## Kurze Aufgabe A
Ändere in den Einträgen vom Anfang bis einschließlich der Zeile mit „(489, 29), (556, 80)“ den Ausdruck „gold christmas ornament“ zu „silver christmas ornament“. Gib diese Zeilen ansonsten unverändert wieder.

Ach klar, stimmt wieso hab ich das übersehen .
Und schon geht es.
Tut mir leid für die unnütze Frage.


----------



## Joose (30. Jul 2014)

IceDragon208 hat gesagt.:


> Ach klar, stimmt wieso hab ich das übersehen .
> ....



Auch wenn die Lösung schon klar ist:

Selber alles ausprobiert um den Fehler zu suchen =>
Konsolenausgaben/Logausgaben eingebaut und kontrolliert?
Alle "Objekte" in betroffener Zeile kontrolliert?
Debugger angeworfen?

Wenn man diese Fragen wenigstens mit "JA" beantworten kann, dann ist die Frage nicht unnütz 
Davor schon, da sich die meisten Fehler so von selbst finden lassen.


----------



## IceDragon208 (30. Jul 2014)

Naja den Debugger hätte ich noch zum Einsatz bringen können das stimmt.
Den Rest hatte ich kontrolliert und war daher auch irgendwie verwirrt wieso es nicht geht genau an der Stelle. Und irgendwie die Zeile übersehen bei all meinen anderen Query's hab ichs.

## Kurze Aufgabe B
Übersetze den Satz „Naja den Debugger hätte ich noch zum Einsatz bringen können das stimmt.“ aus dem Forenthread ins Englische.

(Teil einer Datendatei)
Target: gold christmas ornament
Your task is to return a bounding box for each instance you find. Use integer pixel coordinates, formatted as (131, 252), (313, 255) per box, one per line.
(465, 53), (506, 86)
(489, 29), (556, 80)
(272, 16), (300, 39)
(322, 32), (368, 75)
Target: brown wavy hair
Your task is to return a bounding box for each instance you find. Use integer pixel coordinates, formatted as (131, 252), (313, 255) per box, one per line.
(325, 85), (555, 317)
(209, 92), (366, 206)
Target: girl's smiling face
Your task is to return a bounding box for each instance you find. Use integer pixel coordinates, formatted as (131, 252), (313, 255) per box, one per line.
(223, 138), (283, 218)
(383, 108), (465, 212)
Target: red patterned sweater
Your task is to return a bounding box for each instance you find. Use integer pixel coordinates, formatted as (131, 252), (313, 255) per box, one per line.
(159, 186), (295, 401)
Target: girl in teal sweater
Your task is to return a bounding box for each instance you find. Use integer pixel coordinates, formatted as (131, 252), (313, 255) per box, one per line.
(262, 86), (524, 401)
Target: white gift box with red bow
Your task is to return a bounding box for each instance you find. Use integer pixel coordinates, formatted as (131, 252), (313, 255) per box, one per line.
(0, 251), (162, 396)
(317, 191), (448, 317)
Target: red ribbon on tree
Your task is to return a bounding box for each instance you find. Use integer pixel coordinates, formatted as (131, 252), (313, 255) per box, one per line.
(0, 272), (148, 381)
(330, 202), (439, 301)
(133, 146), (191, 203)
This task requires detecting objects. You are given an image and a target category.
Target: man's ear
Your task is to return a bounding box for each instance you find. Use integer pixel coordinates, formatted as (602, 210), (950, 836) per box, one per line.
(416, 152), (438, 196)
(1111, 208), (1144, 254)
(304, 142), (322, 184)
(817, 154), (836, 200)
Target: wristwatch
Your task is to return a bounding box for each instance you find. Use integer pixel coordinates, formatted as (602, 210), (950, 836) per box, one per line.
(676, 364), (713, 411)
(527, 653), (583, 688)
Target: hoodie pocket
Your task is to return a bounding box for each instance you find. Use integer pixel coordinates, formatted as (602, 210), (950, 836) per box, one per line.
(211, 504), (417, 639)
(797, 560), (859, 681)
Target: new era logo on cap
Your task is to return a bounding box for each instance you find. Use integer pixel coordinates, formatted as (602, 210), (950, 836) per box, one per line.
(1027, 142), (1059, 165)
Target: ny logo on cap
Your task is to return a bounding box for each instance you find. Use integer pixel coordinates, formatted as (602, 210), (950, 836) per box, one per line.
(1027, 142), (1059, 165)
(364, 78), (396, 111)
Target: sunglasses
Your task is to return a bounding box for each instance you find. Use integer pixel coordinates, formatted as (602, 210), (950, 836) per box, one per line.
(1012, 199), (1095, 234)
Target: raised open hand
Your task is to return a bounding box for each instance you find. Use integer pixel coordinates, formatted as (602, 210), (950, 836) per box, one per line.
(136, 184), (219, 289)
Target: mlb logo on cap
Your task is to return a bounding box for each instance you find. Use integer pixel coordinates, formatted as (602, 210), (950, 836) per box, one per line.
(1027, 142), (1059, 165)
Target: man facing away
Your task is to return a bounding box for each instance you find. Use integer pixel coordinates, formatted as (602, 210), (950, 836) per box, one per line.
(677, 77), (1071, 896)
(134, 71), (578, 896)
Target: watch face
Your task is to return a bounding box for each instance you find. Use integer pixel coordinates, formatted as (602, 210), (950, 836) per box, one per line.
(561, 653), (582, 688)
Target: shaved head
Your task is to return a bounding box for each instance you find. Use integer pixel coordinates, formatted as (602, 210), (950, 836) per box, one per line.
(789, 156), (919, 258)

## Richtige Antwort A
Target: silver christmas ornament
Your task is to return a bounding box for each instance you find. Use integer pixel coordinates, formatted as (131, 252), (313, 255) per box, one per line.
(465, 53), (506, 86)
(489, 29), (556, 80)

## Richtige Antwort B
Well, I could have used the debugger too, that's true.